Stored records
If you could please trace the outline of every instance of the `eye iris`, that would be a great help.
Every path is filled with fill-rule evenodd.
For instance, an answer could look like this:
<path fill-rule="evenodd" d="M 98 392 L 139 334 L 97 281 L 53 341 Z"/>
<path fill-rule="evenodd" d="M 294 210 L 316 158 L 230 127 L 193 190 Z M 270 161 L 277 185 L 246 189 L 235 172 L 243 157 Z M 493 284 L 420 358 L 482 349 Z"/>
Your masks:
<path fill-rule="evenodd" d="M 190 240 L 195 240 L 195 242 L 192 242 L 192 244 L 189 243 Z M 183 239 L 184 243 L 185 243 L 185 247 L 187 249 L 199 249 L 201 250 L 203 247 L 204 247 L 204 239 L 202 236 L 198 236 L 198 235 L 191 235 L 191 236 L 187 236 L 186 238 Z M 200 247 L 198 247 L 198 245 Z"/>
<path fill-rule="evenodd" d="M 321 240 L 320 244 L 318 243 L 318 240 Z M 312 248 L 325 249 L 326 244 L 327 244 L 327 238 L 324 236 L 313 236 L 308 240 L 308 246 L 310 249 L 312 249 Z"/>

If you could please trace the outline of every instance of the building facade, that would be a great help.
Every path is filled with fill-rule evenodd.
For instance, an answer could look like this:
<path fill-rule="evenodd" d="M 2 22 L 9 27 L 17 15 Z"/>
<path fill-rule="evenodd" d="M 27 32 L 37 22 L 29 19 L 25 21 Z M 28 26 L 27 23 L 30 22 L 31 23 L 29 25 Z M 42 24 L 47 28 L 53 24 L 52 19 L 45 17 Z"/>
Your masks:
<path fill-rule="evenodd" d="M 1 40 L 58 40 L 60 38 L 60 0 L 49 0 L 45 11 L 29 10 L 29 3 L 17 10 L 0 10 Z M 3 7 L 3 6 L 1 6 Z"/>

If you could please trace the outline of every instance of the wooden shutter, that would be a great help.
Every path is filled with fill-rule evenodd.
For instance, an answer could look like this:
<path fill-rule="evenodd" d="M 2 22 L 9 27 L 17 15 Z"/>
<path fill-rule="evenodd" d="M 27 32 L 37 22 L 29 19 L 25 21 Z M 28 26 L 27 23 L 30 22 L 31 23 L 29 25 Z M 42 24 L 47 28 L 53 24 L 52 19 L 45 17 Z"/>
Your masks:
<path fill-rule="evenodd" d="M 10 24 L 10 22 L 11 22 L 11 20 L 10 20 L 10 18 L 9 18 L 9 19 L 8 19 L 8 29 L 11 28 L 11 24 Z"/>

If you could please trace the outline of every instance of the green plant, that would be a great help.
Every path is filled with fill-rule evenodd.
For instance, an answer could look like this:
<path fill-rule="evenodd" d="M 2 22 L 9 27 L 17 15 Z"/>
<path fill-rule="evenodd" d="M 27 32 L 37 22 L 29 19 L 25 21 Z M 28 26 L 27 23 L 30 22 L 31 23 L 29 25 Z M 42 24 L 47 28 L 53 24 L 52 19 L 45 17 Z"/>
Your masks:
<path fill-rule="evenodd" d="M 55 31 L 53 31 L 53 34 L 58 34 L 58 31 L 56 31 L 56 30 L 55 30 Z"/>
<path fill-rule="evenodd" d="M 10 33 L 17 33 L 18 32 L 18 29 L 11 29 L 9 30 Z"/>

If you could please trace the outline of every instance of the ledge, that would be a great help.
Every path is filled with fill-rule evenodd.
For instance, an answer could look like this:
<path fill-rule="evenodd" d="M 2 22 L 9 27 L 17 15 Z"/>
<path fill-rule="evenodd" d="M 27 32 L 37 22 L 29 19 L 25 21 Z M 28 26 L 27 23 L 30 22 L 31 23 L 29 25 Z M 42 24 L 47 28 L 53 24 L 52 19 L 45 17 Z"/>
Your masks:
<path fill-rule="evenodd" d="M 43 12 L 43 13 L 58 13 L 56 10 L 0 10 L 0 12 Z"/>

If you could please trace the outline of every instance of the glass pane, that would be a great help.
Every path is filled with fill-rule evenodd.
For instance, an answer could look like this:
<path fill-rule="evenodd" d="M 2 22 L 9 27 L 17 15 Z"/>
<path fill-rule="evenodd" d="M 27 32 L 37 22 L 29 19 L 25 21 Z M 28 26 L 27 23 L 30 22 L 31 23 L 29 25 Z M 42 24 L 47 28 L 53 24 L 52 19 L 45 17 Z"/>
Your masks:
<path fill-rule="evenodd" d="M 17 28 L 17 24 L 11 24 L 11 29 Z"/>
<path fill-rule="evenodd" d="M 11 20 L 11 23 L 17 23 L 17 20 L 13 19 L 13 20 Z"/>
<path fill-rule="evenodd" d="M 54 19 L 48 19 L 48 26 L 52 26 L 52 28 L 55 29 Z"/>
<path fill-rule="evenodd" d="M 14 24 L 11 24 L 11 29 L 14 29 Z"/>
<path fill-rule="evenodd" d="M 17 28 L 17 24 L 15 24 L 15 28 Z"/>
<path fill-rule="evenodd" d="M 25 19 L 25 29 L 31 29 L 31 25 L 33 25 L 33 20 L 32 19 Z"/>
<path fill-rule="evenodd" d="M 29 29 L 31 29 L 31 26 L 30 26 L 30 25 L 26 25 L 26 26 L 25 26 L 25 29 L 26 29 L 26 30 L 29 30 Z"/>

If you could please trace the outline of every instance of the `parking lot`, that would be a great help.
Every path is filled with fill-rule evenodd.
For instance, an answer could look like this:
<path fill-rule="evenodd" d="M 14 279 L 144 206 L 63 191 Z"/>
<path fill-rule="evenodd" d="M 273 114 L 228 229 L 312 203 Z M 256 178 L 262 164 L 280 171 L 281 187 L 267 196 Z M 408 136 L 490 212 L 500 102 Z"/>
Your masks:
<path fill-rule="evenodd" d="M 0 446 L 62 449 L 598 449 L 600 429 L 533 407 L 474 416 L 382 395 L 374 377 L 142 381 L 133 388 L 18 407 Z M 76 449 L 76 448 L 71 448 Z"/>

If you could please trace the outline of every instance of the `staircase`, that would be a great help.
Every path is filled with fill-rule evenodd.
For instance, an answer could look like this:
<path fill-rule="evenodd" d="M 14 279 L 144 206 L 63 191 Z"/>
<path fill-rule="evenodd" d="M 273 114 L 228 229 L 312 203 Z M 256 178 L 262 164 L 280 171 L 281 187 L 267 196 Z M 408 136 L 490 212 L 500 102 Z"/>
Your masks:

### WORK INSTRUCTIONS
What is needed is an exact repetition of the lines from the first line of the records through the line containing "294 210 L 316", both ends included, and nothing more.

### WRITTEN ANSWER
If you could please trace the outline of every instance of the `eye iris`, that would be a great help.
Every path is filled with fill-rule evenodd.
For instance, an answer could look like this:
<path fill-rule="evenodd" d="M 98 392 L 139 334 L 97 281 L 53 341 Z"/>
<path fill-rule="evenodd" d="M 294 210 L 316 158 L 230 127 L 193 190 Z M 270 161 L 277 185 L 246 189 L 235 172 L 243 157 Z M 493 284 L 420 358 L 482 349 Z"/>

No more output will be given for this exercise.